[Pointing dataset excerpts]
BEGIN
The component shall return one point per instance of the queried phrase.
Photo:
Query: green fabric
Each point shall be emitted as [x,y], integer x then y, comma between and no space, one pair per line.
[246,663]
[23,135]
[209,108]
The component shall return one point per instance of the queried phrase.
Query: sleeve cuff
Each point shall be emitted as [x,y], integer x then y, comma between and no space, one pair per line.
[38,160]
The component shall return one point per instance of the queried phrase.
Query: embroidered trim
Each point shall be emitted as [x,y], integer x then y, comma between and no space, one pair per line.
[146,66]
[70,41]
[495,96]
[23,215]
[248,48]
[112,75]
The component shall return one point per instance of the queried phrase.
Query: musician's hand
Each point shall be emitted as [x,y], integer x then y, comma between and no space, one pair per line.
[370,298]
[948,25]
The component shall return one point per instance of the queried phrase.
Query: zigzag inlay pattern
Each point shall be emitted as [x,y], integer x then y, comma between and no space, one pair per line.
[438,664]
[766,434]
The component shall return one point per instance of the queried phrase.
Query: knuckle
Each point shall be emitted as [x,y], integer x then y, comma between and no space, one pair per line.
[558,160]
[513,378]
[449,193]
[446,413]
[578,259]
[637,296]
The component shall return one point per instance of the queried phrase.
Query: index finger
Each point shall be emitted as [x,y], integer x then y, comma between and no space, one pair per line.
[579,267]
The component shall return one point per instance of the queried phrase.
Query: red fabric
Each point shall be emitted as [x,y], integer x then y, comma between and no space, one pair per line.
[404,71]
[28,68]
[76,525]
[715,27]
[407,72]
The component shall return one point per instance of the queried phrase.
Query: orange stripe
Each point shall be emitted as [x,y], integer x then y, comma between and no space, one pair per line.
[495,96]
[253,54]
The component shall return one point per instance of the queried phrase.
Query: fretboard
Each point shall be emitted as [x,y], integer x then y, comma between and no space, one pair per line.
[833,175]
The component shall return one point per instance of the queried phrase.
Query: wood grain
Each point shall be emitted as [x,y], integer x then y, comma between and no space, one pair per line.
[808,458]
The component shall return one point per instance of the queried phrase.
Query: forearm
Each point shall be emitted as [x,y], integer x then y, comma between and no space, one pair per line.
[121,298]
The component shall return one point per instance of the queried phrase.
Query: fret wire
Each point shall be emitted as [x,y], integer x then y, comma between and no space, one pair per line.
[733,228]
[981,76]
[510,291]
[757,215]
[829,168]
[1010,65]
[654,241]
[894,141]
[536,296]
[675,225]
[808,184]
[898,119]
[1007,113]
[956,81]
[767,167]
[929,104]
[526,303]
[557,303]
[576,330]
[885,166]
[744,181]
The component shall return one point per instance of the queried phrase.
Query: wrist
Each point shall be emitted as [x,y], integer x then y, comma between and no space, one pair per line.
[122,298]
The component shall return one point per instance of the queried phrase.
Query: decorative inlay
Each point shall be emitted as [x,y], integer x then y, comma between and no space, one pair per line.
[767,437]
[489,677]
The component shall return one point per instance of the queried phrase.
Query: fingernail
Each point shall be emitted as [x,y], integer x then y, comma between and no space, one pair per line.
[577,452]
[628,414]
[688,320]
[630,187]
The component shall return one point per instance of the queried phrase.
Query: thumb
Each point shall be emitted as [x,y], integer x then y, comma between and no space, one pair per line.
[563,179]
END
BEGIN
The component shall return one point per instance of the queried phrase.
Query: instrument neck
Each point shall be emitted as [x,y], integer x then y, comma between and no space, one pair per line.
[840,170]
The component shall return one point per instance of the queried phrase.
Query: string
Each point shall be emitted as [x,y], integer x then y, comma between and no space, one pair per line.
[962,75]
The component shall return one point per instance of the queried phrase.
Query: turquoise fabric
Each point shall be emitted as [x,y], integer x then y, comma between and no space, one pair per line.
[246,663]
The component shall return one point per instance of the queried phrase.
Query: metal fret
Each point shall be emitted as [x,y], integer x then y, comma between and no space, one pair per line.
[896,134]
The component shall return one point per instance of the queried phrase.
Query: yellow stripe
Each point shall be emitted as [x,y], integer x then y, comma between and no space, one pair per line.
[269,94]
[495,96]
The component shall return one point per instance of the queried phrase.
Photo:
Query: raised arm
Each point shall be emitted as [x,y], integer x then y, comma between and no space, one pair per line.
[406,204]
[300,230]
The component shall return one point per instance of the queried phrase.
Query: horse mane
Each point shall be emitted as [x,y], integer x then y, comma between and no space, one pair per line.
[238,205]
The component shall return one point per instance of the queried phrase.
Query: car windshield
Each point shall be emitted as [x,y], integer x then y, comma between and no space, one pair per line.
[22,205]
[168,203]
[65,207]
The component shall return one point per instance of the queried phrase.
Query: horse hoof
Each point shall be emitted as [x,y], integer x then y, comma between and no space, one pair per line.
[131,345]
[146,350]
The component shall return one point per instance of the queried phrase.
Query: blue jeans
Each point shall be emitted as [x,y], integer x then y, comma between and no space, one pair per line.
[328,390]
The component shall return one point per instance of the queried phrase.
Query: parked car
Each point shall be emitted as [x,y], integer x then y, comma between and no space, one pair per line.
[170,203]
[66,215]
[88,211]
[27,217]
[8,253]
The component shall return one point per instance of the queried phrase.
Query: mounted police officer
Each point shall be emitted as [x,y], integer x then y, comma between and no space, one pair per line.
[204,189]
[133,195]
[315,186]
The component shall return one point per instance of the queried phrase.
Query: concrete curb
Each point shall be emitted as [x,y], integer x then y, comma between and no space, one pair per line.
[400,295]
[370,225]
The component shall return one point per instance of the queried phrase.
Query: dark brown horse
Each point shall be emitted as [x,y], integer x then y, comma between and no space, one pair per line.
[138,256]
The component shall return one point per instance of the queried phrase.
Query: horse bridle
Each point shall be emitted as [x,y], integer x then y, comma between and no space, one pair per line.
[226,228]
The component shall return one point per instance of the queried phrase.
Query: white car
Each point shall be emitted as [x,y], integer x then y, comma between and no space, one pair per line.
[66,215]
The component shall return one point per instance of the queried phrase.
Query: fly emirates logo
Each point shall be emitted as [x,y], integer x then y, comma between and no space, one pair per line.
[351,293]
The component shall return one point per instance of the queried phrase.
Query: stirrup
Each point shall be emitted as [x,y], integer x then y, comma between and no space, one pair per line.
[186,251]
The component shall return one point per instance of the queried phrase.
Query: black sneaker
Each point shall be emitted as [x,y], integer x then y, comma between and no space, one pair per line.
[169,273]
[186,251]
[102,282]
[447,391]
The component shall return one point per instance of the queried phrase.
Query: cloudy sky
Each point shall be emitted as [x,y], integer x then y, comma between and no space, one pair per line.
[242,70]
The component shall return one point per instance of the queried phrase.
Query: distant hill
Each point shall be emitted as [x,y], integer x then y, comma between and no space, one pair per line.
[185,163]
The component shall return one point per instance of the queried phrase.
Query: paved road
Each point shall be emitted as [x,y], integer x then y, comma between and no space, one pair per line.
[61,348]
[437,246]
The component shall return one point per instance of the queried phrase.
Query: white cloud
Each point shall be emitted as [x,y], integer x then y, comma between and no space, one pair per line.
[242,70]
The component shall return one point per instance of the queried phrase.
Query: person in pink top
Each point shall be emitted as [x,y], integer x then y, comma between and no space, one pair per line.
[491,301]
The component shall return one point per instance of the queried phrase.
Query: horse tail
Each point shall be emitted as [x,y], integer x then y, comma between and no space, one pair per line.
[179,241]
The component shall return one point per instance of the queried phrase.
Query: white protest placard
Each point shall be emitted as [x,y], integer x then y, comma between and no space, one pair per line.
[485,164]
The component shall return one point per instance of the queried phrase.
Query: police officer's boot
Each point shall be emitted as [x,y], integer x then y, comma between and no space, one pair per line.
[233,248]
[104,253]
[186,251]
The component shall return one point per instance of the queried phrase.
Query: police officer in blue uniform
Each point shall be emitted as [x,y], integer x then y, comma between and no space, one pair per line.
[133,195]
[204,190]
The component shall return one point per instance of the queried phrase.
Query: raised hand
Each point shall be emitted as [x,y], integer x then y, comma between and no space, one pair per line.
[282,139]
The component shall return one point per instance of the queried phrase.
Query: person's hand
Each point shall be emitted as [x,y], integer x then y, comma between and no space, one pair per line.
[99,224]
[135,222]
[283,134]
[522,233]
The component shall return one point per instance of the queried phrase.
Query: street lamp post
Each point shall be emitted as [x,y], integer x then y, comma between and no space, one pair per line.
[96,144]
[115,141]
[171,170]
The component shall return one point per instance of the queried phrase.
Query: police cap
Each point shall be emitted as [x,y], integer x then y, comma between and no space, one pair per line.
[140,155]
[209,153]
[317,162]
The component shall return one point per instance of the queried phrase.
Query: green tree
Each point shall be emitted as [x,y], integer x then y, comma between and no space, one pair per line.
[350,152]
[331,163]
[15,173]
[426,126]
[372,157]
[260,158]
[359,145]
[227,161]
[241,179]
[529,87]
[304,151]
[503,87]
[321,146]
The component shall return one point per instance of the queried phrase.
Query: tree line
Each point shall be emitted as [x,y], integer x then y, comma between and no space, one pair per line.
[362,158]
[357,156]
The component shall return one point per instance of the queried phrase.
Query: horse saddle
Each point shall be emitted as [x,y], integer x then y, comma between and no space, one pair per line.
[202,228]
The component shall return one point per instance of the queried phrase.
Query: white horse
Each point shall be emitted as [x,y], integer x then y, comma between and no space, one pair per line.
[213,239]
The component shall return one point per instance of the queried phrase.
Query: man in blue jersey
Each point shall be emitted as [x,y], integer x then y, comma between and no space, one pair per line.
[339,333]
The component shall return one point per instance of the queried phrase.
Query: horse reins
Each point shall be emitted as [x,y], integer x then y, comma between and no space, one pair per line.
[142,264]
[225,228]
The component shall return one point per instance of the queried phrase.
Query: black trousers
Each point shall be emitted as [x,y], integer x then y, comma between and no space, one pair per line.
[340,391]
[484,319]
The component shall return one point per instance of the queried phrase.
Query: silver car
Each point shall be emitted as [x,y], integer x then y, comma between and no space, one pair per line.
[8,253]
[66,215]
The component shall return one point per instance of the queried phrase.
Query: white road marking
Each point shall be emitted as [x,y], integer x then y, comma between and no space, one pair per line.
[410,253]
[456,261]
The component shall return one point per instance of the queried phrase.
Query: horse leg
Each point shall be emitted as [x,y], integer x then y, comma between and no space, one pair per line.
END
Gather every line of the items that contains the string "horse", and list those lines in the order they appear.

» **ANSWER**
Query: horse mane
Query: horse hoof
Query: dark brown horse
Query: horse bridle
Query: horse tail
Query: horse saddle
Query: white horse
Query: horse reins
Query: horse leg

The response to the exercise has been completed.